By comparing the coefficients of both sides, we complete the proof of Theorem 2.2. □

We also find the relation of the polynomials, ${\tilde{U}}_n^{(\alpha )}(x)$, and the numbers, ${\tilde{U}}_n^{(\alpha )}$.

Theorem 2.3 Let $\alpha ,x\in \mathbb{C}$ and n be non-negative integers. Then we get

$${\tilde{U}}_n^{(\alpha )}(x)=\sum _{l=0}^n\left(\genfrac{}{}{0ex}{}{n}{l}\right){\tilde{U}}_{n-l}^{(\alpha )}{x}^l.$$

Proof This proof is very similar to the proof of Theorem 2.3:

$$\begin{array}{rl}\sum _{n=0}^{\mathrm{\infty }}{\tilde{U}}_n^{(\alpha )}(x)\frac{t^n}{n!}& ={\left(\frac{e^t}{e^t+e^{-t}-1}\right)}^{\alpha }{e}^{xt}\\ =\left(\sum _{n=0}^{\mathrm{\infty }}{\tilde{U}}_n^{(\alpha )}\frac{t^n}{n!}\right)\left(\sum _{n=0}^{\mathrm{\infty }}{x}^n\frac{t^n}{n!}\right)=\sum _{n=0}^{\mathrm{\infty }}\sum _{l=0}^n\left(\genfrac{}{}{0ex}{}{n}{l}\right){\tilde{U}}_{n-l}^{(\alpha )}{x}^l\frac{t^n}{n!}.\end{array}$$

By comparing the coefficients of both sides, we complete the proof of the Theorem 2.3. Of course, we can get a simple proof by substituting $y=0$ in Theorem 2.2. □

Theorem 2.4 Let $n,k\in \mathbb{N}\cup \{0\}$ and $k+1\le n$. For $\alpha =1$, we have

$${\tilde{U}}_{n+1}(x)-(1+x){\tilde{U}}_n(x)=\sum _{k=0}^{n-1}\left(\genfrac{}{}{0ex}{}{n}{k}\right)((1-2^{n-k}){\tilde{U}}_{k+1}(x)-(1+2^{n-k}x-x){\tilde{U}}_k(x)).$$

Proof From Definition 2.1, we easily see that the following equation holds true.

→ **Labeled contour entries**
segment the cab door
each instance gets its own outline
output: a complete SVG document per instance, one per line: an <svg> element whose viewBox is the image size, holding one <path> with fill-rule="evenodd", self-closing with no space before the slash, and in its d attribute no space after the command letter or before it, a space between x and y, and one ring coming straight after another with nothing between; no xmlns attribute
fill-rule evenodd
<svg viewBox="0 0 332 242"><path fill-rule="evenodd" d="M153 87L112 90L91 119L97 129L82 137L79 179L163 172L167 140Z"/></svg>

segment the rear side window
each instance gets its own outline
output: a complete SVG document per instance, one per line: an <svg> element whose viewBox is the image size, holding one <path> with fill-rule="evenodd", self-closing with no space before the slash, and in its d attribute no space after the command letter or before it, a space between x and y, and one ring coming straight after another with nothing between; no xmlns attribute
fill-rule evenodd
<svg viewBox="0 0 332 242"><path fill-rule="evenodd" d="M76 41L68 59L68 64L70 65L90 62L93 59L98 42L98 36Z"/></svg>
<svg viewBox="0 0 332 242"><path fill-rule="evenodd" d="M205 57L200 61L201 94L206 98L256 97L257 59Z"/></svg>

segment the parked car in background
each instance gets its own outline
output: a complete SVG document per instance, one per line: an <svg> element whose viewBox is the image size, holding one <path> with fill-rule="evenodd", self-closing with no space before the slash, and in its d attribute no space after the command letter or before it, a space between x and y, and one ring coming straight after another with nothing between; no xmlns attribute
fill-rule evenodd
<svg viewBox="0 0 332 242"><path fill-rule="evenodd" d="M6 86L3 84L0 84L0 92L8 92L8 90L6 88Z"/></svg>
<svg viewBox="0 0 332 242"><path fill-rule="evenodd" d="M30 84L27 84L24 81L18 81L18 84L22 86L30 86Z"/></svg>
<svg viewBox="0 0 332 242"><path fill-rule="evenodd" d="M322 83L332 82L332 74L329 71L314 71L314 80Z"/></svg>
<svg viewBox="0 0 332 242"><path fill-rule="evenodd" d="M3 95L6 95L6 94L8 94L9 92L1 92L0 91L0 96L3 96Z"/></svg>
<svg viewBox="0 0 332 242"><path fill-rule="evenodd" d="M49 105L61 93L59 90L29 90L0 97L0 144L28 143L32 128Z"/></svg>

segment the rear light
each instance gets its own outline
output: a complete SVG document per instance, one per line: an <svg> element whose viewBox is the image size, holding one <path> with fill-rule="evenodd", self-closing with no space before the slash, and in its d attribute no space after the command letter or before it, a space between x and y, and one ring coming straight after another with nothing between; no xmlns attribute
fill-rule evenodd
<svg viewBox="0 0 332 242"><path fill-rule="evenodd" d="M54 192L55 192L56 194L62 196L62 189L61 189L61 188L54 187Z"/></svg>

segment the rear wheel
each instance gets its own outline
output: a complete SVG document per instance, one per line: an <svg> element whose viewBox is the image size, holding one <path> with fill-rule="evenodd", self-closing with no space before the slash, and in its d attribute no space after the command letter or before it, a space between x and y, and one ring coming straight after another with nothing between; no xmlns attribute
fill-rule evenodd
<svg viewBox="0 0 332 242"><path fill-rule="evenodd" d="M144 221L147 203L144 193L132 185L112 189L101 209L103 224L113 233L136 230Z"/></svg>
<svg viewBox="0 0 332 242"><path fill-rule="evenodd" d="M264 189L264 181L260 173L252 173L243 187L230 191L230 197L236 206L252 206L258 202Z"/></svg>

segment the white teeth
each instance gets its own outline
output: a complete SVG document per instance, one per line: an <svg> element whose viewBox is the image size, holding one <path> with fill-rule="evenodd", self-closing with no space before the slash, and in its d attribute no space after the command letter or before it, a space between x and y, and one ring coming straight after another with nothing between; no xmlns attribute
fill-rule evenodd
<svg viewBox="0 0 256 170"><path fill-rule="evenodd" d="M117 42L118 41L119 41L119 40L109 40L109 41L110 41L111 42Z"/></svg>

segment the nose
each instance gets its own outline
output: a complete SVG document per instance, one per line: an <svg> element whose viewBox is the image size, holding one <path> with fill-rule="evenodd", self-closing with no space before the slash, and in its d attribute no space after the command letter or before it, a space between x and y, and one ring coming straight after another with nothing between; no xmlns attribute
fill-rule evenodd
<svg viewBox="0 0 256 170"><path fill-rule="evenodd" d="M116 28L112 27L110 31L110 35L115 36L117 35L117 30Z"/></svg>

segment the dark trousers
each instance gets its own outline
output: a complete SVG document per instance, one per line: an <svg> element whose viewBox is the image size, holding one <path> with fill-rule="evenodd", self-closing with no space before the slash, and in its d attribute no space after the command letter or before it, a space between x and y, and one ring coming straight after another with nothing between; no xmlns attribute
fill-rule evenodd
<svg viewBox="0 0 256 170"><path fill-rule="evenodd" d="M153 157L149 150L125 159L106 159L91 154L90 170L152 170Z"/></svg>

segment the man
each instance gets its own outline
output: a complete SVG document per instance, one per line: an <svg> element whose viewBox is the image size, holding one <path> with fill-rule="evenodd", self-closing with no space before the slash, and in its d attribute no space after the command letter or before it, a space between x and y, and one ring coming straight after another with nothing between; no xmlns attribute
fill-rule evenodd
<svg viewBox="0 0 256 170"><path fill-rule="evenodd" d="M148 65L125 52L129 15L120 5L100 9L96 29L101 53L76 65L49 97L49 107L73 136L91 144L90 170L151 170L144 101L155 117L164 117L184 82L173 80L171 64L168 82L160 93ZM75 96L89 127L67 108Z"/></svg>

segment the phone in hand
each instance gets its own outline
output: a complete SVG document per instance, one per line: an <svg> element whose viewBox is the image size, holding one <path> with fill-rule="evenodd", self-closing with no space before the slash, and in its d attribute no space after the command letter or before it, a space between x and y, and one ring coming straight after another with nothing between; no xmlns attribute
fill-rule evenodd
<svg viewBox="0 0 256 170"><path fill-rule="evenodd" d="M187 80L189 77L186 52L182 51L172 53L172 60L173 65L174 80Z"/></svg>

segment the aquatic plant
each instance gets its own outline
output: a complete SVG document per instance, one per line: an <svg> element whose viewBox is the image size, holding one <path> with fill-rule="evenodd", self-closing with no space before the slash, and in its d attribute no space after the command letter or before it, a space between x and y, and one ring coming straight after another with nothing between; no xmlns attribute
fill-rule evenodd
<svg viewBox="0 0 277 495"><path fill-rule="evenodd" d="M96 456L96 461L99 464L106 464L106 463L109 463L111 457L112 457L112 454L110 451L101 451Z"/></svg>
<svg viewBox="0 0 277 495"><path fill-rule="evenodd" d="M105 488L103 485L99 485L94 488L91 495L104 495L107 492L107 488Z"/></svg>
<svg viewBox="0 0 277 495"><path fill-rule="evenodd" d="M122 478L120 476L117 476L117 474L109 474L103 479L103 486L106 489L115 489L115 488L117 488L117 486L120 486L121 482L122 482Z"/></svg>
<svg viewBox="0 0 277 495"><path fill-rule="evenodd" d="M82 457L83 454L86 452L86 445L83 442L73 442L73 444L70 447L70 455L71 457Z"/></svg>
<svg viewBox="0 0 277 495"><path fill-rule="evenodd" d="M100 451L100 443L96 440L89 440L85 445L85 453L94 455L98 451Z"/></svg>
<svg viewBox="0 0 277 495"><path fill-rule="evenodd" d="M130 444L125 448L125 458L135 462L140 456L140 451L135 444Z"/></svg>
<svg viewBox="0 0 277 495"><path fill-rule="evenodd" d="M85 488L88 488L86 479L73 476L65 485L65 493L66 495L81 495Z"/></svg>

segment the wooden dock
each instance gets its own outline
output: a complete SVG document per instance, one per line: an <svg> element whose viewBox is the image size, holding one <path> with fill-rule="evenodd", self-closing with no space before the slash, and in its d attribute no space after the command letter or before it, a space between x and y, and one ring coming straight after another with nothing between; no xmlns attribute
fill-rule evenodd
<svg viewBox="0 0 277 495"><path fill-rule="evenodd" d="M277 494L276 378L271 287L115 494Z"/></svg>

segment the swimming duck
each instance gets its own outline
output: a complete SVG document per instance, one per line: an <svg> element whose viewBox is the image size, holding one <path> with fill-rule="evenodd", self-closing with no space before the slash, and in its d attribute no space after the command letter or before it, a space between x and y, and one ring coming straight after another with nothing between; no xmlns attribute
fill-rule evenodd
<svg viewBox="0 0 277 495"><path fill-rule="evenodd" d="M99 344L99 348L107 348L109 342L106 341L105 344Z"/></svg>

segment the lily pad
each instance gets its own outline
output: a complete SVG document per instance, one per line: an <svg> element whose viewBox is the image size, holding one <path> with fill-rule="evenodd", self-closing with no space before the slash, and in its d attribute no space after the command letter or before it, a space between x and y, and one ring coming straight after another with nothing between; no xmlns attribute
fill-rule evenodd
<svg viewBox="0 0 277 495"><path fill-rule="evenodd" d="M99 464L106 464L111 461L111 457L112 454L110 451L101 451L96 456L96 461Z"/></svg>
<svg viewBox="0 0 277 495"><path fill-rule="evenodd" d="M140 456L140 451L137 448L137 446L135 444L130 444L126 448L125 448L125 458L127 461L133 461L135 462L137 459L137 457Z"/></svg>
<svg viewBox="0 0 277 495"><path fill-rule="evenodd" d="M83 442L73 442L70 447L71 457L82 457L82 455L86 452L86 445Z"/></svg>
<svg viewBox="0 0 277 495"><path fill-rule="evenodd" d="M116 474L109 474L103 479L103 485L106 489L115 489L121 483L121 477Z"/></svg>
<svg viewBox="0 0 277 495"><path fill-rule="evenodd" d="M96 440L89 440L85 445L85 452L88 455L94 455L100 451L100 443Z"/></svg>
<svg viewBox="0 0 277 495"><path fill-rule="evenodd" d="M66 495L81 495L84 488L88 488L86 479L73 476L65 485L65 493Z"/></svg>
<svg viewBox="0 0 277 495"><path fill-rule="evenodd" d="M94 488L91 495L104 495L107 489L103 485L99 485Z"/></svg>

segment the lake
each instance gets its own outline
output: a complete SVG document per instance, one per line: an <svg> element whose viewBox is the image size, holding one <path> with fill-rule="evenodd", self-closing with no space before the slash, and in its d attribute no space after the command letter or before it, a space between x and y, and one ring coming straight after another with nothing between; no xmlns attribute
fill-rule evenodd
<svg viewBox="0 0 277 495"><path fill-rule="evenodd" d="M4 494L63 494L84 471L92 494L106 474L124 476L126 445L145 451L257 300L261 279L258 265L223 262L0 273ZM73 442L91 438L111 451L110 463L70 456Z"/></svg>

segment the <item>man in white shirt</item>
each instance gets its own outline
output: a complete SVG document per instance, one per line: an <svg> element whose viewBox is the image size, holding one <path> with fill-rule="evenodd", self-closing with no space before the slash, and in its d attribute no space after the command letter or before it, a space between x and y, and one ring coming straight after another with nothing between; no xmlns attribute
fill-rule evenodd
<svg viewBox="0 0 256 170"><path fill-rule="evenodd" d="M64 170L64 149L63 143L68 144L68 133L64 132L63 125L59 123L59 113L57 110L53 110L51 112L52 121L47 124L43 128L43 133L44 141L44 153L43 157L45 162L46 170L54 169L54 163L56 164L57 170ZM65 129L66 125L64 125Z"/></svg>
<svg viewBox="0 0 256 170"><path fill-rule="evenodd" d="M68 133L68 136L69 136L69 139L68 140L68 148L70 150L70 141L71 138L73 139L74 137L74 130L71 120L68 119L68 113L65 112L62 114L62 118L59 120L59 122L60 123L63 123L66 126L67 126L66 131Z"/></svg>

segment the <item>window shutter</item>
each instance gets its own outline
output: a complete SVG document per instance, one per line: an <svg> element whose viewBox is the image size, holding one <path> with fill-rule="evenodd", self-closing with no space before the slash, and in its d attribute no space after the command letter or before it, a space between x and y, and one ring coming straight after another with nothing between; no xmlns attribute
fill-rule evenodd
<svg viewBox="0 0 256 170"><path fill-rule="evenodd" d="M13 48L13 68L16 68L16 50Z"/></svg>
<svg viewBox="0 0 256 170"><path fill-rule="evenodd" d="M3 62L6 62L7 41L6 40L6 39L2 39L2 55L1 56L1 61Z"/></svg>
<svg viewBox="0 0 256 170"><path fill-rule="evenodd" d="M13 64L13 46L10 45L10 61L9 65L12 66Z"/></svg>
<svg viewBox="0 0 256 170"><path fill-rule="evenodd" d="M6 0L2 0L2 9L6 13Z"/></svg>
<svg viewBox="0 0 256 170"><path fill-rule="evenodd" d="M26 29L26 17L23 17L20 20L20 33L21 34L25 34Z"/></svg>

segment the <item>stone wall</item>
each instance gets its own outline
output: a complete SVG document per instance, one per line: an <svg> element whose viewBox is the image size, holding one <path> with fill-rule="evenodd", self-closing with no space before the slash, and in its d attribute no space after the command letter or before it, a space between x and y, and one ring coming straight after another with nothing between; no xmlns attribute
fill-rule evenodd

→ **Exercise instructions**
• 1. Can you reproduce the records from the line with "segment the white teeth" up to and including the line with "28L112 27L110 31L110", keeping every character unchanged?
• 2. How would the passage on the polynomial theorems and proofs go on from its last sentence?

→ **Per-task answers**
• 1.
segment the white teeth
each instance gets its own outline
output: a complete SVG document per instance, one per line: an <svg> element whose viewBox is the image size, holding one <path> with fill-rule="evenodd", self-closing with no space before the slash, and in its d attribute no space after the command letter or before it, a space between x and y, and one ring coming straight after another with nothing between; no xmlns attribute
fill-rule evenodd
<svg viewBox="0 0 256 170"><path fill-rule="evenodd" d="M117 42L118 41L119 41L119 40L109 40L109 41L110 41L111 42Z"/></svg>

segment the nose
each instance gets its own outline
output: a complete SVG document per instance, one per line: an <svg> element whose viewBox is the image size, holding one <path> with fill-rule="evenodd", self-closing with no space before the slash, and in its d attribute no space after the command letter or before it, a space between x and y, and one ring coming straight after another with nothing between; no xmlns attribute
fill-rule evenodd
<svg viewBox="0 0 256 170"><path fill-rule="evenodd" d="M116 28L112 27L110 31L110 35L115 36L117 35L117 30Z"/></svg>

• 2.
Let $\alpha =1$. Then we get

$$\sum _{n=0}^{\mathrm{\infty }}{\tilde{U}}_n^{(1)}(x)\frac{t^n}{n!}=\left(\frac{e^t}{e^t+e^{-t}-1}\right)e^{tx}=\sum _{n=0}^{\mathrm{\infty }}{\tilde{U}}_n(x)\frac{t^n}{n!}.$$

Differentiating with respect to t, we find

$$\sum _{n=1}^{\mathrm{\infty }}{\tilde{U}}_n(x)\frac{t^{n-1}}{(n-1)!}=\frac{2-e^t}{{(e^t+e^{-t}-1)}^2}{e}^{tx}+\frac{e^t}{e^t+e^{-t}-1}x{e}^{tx}.$$

If we multiply the above equation throughout by $(e^{2t}-e^t+1)$, then we have

$$\begin{array}{r}(e^{2t}-e^t+1)\sum _{n=1}^{\mathrm{\infty }}{\tilde{U}}_n(x)\frac{t^{n-1}}{(n-1)!}\\ =\frac{e^t}{e^t+e^{-t}-1}{e}^{tx}(2-e^t)+\frac{e^t}{e^t+e^{-t}-1}{e}^{tx}(e^{2t}-e^t+1)x.\end{array}$$

(2.1)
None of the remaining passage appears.